PROVIDED TEXT:
start

Leaks will be the problem even if you have more than one page. If leaks
happens then it will stay there even if you navigate to other page. Until
you close browser.
Here is why it's not the best choice to have single page (url)
1. People like to put pages into their favorites.
2. People like to send links.
3. People like to hit back button
with 100% AJAXyfing application you will prevent people from using every
feature they got accustomed to.
It will be a shooting yourself if it's an Internet application. More
tolerable if it's Intranet application.
I can tell from experience that even pure ASP.NET with their only POST way
of submitting the form is a big problem in Internet application. My
customers simply do not like that when they click "Back" button they get "Do
you want to resubmit data" warning from IE.
Just stick with a reasonable mix of AJAX and regular ASP.NET development.
George.

end

WHAT THIS TASK INVOLVES: Pick up the post on single-page AJAX applications after its final line and keep writing it. The listing has no connection to the post on single-page AJAX applications.

DATA SECTION:

start

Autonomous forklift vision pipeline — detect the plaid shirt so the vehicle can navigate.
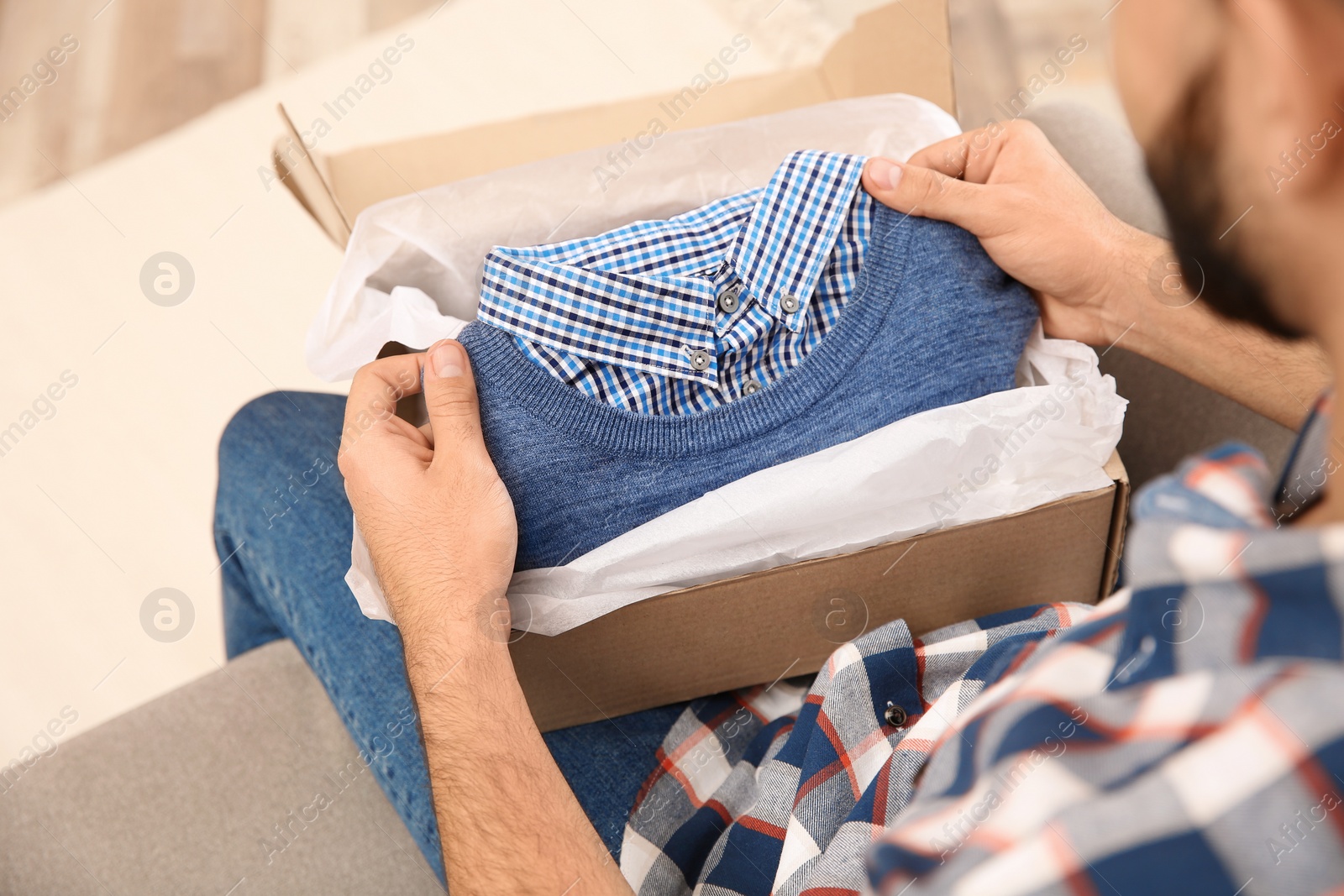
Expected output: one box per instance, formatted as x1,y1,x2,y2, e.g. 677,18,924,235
479,150,874,414
621,402,1344,896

end

EXERCISE OUTPUT:
"news.microsoft.com" <no***@nowhere.netwrote in message
news:Og**************@TK2MSFTNGP03.phx.gbl...
I'm strongly considering abandoning the one-physical-file-per-page model
and going with an arcitecture that simply loads content from classes
dynamically. There will be only one page that a user will go to, and all
variation from navigation will come from AJAX calls to load and replace
content in a main frame.
... so my concern with this is, perhaps the browsers will leak memory or
do something obscurely wierd with enough loading and unloading of controls
client side. Has anyone else tried this approach, have any warnings to
share about doing things this way?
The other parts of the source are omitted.